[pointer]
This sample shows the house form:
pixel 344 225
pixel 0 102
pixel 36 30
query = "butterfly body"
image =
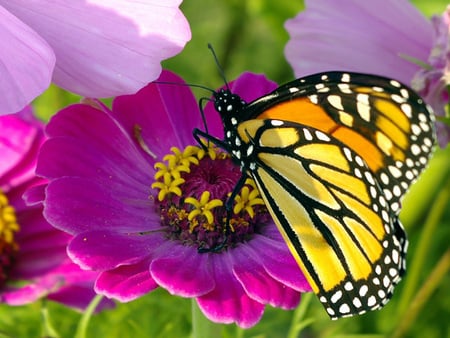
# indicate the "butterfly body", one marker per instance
pixel 332 155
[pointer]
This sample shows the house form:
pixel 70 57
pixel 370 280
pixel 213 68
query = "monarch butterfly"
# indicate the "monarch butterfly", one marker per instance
pixel 332 154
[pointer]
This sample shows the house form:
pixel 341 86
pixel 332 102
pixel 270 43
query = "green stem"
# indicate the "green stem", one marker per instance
pixel 201 326
pixel 436 276
pixel 298 320
pixel 49 330
pixel 84 322
pixel 438 207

## Work to be completed
Return every record above exactly as written, but drop the pictures.

## Result
[pointer]
This sample shows the house form:
pixel 344 225
pixel 0 102
pixel 36 30
query = "butterfly body"
image =
# indicate the "butterfly body", one marker per instance
pixel 332 155
[pointer]
This sample shows the house form:
pixel 70 57
pixel 370 280
pixel 213 68
query = "monarch butterfly"
# indicate the "monarch butterfly", one marker per instance
pixel 332 154
[pointer]
This sample shows the house form:
pixel 341 86
pixel 332 102
pixel 270 43
query = "green stem"
# indicate the "green stem", one marker per instance
pixel 201 326
pixel 436 276
pixel 298 320
pixel 49 330
pixel 84 322
pixel 438 207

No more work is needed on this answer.